§ **The task**
Begin with the line containing "Note: for every instance of the forehead" and copy each line exactly through the last line of the entries, inclusive.

§ **Stored data entries**
§

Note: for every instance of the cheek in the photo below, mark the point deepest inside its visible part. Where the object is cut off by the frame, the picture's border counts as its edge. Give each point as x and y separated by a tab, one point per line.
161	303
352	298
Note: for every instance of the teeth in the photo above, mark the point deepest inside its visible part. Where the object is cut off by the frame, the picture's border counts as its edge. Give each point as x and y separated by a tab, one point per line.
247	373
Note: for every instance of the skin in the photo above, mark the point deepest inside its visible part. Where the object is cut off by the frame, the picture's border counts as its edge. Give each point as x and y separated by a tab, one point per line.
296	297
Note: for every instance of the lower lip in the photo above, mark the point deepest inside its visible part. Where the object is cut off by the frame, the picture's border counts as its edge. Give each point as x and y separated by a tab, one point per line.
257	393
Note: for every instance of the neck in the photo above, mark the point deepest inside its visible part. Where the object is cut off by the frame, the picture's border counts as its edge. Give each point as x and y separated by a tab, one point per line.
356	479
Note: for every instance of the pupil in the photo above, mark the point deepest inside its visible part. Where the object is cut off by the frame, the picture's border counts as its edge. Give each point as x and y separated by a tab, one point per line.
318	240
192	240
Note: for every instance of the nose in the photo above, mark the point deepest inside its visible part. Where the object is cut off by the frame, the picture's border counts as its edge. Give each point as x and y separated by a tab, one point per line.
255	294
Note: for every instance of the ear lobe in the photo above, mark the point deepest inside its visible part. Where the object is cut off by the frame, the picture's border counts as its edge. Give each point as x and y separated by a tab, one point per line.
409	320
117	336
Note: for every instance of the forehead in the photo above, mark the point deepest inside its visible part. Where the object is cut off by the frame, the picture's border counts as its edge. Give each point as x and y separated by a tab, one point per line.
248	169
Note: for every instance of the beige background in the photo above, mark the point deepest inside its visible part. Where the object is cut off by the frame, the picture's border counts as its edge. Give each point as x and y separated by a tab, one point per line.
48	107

§

§ **Task response**
Note: for every instance of the forehead in the photo above, mark the point deepest inside its visible part. Where the object is cut off by the frame, the picture's border counts as its edge. Give each point as x and y separated by a tab, one point per line.
248	169
Note: for every instance of the beige background in the photo above, mark the point deepest inside its visible part. Where the object is cut off by the frame, the picture's border counts as its edge. Give each point as x and y separated by a tab, one point per line.
48	107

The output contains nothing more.